I am studying and I’m preaching this material for the first time ever, so all week I’m studying, studying, studying. It happens to be about a Tuesday night and I’m preparing for this and all I can tell you, I won’t give you all the details but have you ever had one of those days where you just felt beat up?
I mean, this phone call and this person complains and you get a bad look from someone and this was planned and it didn’t come through and beat up beat up beat up and the projects weren’t going well. It wasn’t bad, no one treated me terribly, but I had one of those moments inside where I just couldn’t wait to get home.
And at our house we ate dinner at five thirty and I just made that a practice that apart from a very rare exception we just ate together. But now and then there would be something, a big meeting, and so I wouldn’t. And, so, it was about nine o’clock and I’m driving home and I’m thinking, I just cannot wait to talk to Theresa. And I don’t have anything big to say and if I was really honest I want to walk through the door and her to go, “Oh honey, it’s so good to see you. How’d your day go? Is everything okay?”
I mean that’s really unconsciously, that’s sort of what I’m wanting. And then, Ryan was a real young guy back then, he was about in his senior year of high school and he always wanted to play some ball or talk or goof off and Annie was this little cute girl about ten or eleven years old or so.
And, so, in my mind, I’m going to go home and I’m going to see them. And I don’t know what happened, I walked in the house, it’s nine thirty – it’s dark. I mean, the whole house was dark. I don’t know if everybody had a big day, a bad day and so I’m thinking, Well, Theresa is probably lying in bed quietly waiting for me to walk to say, “Oh honey, how did your day go?”
So I walk in and I’m waiting for that... and I hear, you know that rhythmic breathing? “Hmm-hmm-hmm.” So, okay, plan A doesn’t work, I’m going go to plan B – Ryan. I mean, he’s seventeen years old, it’s nine thirty. Are you kidding me? The kid can’t be asleep! What did he have, a hard practice? He’s gone. Well, Annie’s already been gone.
All I can tell you is that I just bolted to anger. I was mad. I think I made some popcorn, got a glass of orange juice, forty-five minutes of ESPN. “I worked really hard today. Kind of bummed out.” Now, I didn’t know I was mad. Okay? I just felt something’s wrong. I didn’t know.
And I went to bed. And there are some verses about going to bed when you don’t know you’re mad. It doesn’t get better. It grows. But a disconnect occurs. Often, you have emotional feelings and just respond in ways – you make no connection. I had no idea.
So, I get up the next morning, amazingly, in a bad mood. Imagine that. So, I can still remember. I can picture it right now. I’m coming around the corner, as I walk out, Annie’s coming out of her room. Little eleven-year-old. I look in there, “Annie, make your bed.” “Dad, I just got up.” “Annie, don’t talk back, make your bed.”

Set of tasks >>
a – Copy the passage of the hard-day story above word for word, starting with "So I walk in" and going on through "I didn’t know.".
b – In the hard-day story above, at what time did the speaker's household usually eat dinner?
c – Write the next part of the story about the speaker's hard day and the dark house, picking up after its last sentence.

Information supplied >>
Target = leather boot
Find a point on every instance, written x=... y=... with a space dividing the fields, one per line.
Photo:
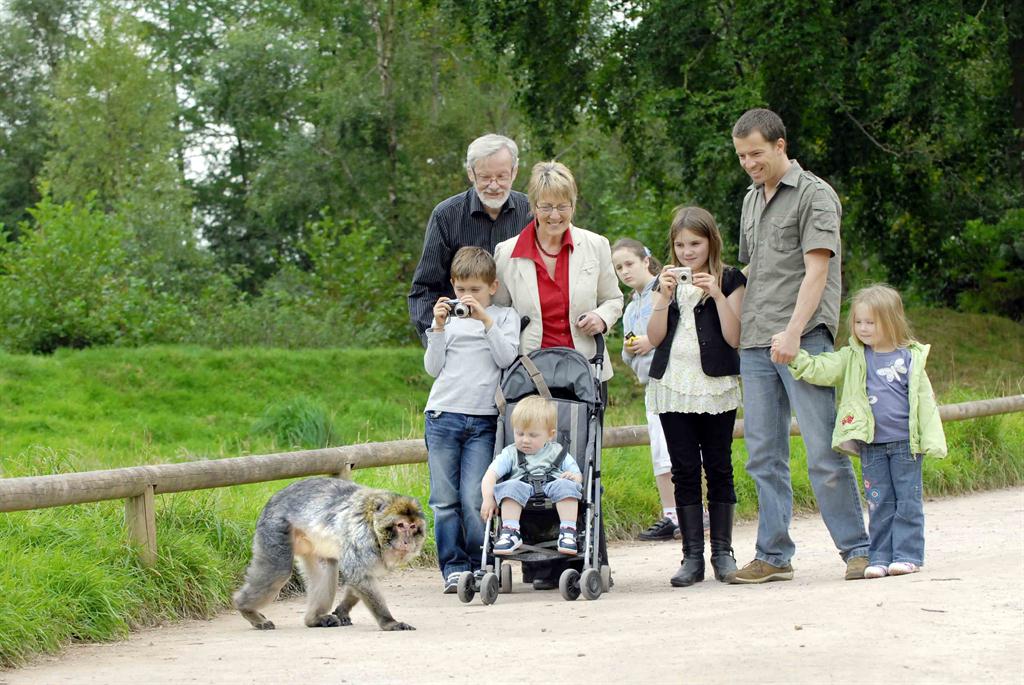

Written answers >>
a –
So I walk in and I’m waiting for that... and I hear, you know that rhythmic breathing? “Hmm-hmm-hmm.” So, okay, plan A doesn’t work, I’m going go to plan B – Ryan. I mean, he’s seventeen years old, it’s nine thirty. Are you kidding me? The kid can’t be asleep! What did he have, a hard practice? He’s gone. Well, Annie’s already been gone.
All I can tell you is that I just bolted to anger. I was mad. I think I made some popcorn, got a glass of orange juice, forty-five minutes of ESPN. “I worked really hard today. Kind of bummed out.” Now, I didn’t know I was mad. Okay? I just felt something’s wrong. I didn’t know.

b – Five thirty.

c –
“Honey,” Theresa goes, “Honey, she just got up.” “Look. Hey. I’m the father of this house.” You know? Then Ryan comes out, “Hey Ryan.” “Yeah?” Did you have your quiet time yet? Did you do your chores yesterday?” “Hey Dad, I haven’t even brushed my teeth.” “Hey son, don’t talk back to me.”
And so I walk into the kitchen, Theresa’s doing some stuff for breakfast. “So, what happened to you?” “What do you mean, what happened to me?” “Well you just seem really out of sorts.” “Well you know what? If I’m going to get criticized all morning I’m just going to go ahead and go to the office.”
And literally I walk out the door. Now, I didn’t scream. I didn’t yell. I didn’t slam the door. This is a Christian anger. Alright? So, I go and I get in my car and I slam the door. Okay? And I start it and I get ready to pull out and then I’m just thinking. Literally, I’m studying all this stuff. Anger is a secondary emotion. It’s like the red light on the dashboard of your soul. It tells you something’s wrong under the hood. Chip, what are you going to do with this? And I’m thinking, I’m going to go get a cup of coffee and get out of here.
Chip, that’s not what you’re supposed to do and that’s not what you’re going to tell people this weekend is it? No. I literally sat in my car with the car running for ten minutes in this moment of: really what’s wrong. Now especially for men, now I’m not going to put you other guys on the hook but at least for me, it’s hard for me to admit, “Oh, I feel sad and disappointed because my wife wasn’t awake to give me the strokes that I really wanted.” That sounds kind of like a weenie. You know?
I feel hurt and rejected because my seventeen or eighteen-year-old son wasn’t awake to hang out with me and I can’t think of a good reason to be mad at my daughter but she was just in the hall at the wrong time. And I sat there and I thought, Now what am I going to do with this?
After ten minutes by the grace prompting of God, I turned off the car, I went inside, Theresa looked at me like, I wonder if round two is coming, and I said, “Honey, can I get just a minute with you?” She goes, “Sure.” I said, “I realized I was angry.”
She looked at me like, “Oh. Rocket science. You’re really coming along here.” And I said, “Honestly I came home last night. I really had a hard day yesterday. I missed you, and I felt really sad and really disappointed and it doesn’t make sense. I felt rejected because you were asleep and you didn’t do it on purpose. I had these expectations and I had this hurt and I really needed to talk to you and you weren’t here and I didn’t know it but I got mad but it just felt too vulnerable or like there’s something wrong with me to admit that I was really hurt and feeling lonely. And I bolted to anger. And I went to bed with that. I just realized that in the car.”
And then I went to Ryan, and I said, “Ryan, you didn’t do anything wrong. You’re a great kid, I’m really sorry. And, Annie, uh, have a great day. Dad just, it’s too much to try to explain.”
That changed, literally changed, a process of the sanctification of the work of the Holy Spirit in my life when I saw: anger is like a red light on the dashboard of my car and what I had realized is that a lot of the times what we do is we go, “Oh, wow. The red light’s flashing.”
And so we stop the car, get in the trunk, get a hammer out, and smash the red light. That’ll take care of that, right? Instead of when it’s on the light of the dashboard, what do we know? Something under the hood is amiss. Something’s wrong.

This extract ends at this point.